> _WORK TO DO_:
Rewrite the listing below from the line containing "the wooden coffee" through its final line, inclusive, with "table lamp" replaced by "floor lamp" and all other text left unchanged.

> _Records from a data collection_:
----

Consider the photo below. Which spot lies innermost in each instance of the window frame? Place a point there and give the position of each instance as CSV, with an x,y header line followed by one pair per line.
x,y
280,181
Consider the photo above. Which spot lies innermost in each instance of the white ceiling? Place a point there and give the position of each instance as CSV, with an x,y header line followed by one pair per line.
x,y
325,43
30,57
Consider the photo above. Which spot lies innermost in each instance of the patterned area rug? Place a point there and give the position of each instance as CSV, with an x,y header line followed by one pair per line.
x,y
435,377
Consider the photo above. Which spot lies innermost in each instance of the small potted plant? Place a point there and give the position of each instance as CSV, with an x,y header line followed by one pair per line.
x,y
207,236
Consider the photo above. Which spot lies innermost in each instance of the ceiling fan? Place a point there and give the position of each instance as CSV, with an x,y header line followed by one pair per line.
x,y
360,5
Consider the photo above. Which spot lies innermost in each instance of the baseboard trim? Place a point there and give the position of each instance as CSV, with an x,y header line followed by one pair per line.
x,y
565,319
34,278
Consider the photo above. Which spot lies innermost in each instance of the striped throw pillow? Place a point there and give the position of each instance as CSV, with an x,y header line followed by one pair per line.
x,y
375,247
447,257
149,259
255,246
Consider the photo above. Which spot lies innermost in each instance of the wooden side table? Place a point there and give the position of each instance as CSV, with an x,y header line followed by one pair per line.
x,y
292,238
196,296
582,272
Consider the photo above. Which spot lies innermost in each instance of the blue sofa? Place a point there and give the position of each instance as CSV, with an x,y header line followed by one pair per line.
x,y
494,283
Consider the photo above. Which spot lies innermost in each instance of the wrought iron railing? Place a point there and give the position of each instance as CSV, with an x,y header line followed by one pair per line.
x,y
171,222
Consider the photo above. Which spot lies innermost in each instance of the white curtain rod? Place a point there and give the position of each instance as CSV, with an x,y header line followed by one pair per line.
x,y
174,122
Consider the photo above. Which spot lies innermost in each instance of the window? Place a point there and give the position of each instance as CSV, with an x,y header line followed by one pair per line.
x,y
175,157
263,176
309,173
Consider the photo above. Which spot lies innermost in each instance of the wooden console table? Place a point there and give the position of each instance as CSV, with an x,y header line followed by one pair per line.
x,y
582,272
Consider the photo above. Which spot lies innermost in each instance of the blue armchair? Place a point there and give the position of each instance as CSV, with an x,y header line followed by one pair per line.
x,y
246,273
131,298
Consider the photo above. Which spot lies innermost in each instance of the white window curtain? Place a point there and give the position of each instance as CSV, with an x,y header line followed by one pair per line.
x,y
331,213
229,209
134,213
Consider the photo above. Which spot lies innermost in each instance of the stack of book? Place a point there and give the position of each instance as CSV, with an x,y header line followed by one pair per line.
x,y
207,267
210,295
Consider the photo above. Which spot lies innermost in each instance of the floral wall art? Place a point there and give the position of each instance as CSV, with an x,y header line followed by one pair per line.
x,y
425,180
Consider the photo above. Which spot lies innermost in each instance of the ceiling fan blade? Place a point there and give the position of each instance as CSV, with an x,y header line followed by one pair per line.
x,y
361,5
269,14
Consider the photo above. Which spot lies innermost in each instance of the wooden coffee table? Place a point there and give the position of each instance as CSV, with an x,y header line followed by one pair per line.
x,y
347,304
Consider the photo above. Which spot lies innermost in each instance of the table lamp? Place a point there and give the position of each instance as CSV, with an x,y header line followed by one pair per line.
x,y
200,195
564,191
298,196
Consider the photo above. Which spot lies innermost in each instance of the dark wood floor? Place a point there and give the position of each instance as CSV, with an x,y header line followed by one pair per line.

----

> _RESULT BELOW_:
Consider the photo above. Which spot lies innermost in each instance of the wooden coffee table? Place a point there and give the position of each instance as CSV, with an x,y header line followed by one pair per line.
x,y
347,304
Consider the photo above. Which spot lies innermost in each instance of the floor lamp? Place a point there and give the position of each instance as CSV, with an x,y header line followed by one pair per line.
x,y
200,195
564,191
298,196
Consider the photo above. Which spot lies innermost in each instance of the dark wood floor? Place a point there and give the position of each instance as CSV, with an x,y header line followed by one pair per line.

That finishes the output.